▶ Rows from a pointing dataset
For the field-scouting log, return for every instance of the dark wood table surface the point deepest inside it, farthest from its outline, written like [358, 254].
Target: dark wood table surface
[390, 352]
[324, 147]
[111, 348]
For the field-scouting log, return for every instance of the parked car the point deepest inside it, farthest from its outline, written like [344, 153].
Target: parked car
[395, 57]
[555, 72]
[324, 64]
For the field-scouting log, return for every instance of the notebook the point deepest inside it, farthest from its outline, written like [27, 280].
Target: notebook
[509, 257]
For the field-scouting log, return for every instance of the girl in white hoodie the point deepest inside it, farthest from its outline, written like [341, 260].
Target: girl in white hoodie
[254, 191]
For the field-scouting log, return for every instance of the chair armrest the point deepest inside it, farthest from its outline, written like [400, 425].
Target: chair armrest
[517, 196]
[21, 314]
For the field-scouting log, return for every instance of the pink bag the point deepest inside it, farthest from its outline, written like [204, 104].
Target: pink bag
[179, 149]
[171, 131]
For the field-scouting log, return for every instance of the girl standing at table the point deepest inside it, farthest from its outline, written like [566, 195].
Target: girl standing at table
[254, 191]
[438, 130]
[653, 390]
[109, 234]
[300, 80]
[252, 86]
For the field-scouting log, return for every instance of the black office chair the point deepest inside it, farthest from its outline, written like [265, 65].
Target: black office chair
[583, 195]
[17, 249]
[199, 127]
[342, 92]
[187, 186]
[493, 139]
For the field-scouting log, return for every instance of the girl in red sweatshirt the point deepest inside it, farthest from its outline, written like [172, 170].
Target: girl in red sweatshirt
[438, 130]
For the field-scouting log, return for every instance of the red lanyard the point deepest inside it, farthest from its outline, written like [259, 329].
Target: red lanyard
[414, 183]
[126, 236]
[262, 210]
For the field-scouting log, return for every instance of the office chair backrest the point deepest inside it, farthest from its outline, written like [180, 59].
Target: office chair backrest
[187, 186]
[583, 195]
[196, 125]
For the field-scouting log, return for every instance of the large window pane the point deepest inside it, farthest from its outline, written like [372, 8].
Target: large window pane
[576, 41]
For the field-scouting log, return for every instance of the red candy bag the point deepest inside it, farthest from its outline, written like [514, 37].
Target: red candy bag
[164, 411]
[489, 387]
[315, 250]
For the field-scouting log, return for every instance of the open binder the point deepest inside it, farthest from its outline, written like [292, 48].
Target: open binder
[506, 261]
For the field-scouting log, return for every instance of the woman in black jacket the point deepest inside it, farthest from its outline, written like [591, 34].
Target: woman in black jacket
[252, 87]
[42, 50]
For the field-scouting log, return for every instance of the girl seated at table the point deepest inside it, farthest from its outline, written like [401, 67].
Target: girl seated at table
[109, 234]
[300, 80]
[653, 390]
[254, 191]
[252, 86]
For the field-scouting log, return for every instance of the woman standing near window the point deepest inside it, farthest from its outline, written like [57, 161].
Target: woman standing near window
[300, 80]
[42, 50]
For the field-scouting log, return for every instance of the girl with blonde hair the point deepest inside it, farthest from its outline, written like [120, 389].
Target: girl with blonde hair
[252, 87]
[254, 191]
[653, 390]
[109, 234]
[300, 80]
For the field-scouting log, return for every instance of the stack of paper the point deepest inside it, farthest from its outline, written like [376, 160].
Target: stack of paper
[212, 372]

▶ What the task requires
Retype each record exactly, leaving nothing out.

▶ Task result
For the field-scouting log, return for every instance of the dark wood table surface the point deepest inside it, farthest from its outline, written like [358, 254].
Target: dark wood table surface
[390, 352]
[324, 147]
[111, 348]
For the field-scouting log, return for every instance of the parked car the point deepest inside it, farthest from its outline, written like [344, 153].
Target: parked car
[395, 57]
[555, 72]
[324, 64]
For the field-scouting log, return for every instance of the notebook the point deepest inside it, farthest from its outline, written like [27, 280].
Target: notebook
[509, 257]
For the field-scouting log, return for every instance of the girl in white hoodie the point deepest inside it, farthest from its outline, written like [341, 260].
Target: girl in white hoodie
[254, 191]
For the field-scouting log, return for every instance of the chair armrest the point deepest inside it, farthest from its outline, written like [400, 425].
Target: chair armrest
[517, 196]
[21, 314]
For the field-scouting log, return for every instance of the pink bag the point deepest inside it, farthest from its outline, written like [204, 104].
Target: pink bag
[179, 149]
[171, 131]
For the field-scouting log, return for every instance of the girl standing at table the point deepest inside it, farthest from its outline, written like [566, 195].
Target: girl standing at table
[254, 191]
[438, 130]
[653, 390]
[109, 234]
[300, 80]
[252, 86]
For the field-scouting log, return for every instance of the black office chair the point deepest inside it, farthest from its outline, written like [265, 65].
Target: black office chair
[583, 195]
[17, 249]
[199, 127]
[342, 92]
[187, 186]
[493, 139]
For the field-scouting log, return for every instance of the girl in red sweatshirt the point deepest inside it, farthest from its outline, written like [172, 170].
Target: girl in red sweatshirt
[438, 130]
For the field-scouting log, return for every instance of the red lanyard the point deepest inside it, farthest from its outline, written like [259, 329].
Target: red lanyard
[414, 183]
[126, 236]
[262, 210]
For the field-scouting log, return for every instance of the office chair backrest the point deepest inside it, farthest from its outline, written like [180, 59].
Target: office chair backrest
[187, 186]
[583, 195]
[196, 125]
For the field-scouting log, return for every instance of the large window pane the point deepest inside it, farthest from its outline, written like [372, 8].
Target: large window pane
[576, 41]
For the field-scouting log, return for every instance of the red candy bag the point deepest inside it, farthest from its outline, written like [514, 37].
Target: red candy bag
[164, 411]
[489, 387]
[315, 250]
For the field-scouting log, return for every instance of the open binder the point deepest inside it, farthest from its outline, written like [292, 48].
Target: open binder
[506, 261]
For the field-scouting log, return for every instance of the woman in black jacket the point deepest inside it, farthest from its outline, written like [591, 34].
Target: woman in black jacket
[252, 87]
[42, 50]
For the field-scouting log, return for every instance of the girl seated at table the point deepest inside it, farthest from its outline, written like [401, 67].
Target: girl seated at table
[109, 234]
[300, 80]
[653, 390]
[254, 191]
[252, 86]
For the field-scouting log, return for every instance of the woman standing near window the point deepest inside it, farthest from its outline, written like [57, 161].
Target: woman standing near window
[300, 80]
[42, 50]
For the field-scouting log, return for every instance of the girl with blonde hair the point deepest inside it, farthest from its outline, written like [120, 389].
Target: girl with blonde hair
[252, 87]
[254, 191]
[653, 390]
[109, 234]
[300, 80]
For the field-scouting log, return for every instance of the stack of paper the point deepest inside it, farthest from its outline, written like [376, 160].
Target: stack of paper
[212, 372]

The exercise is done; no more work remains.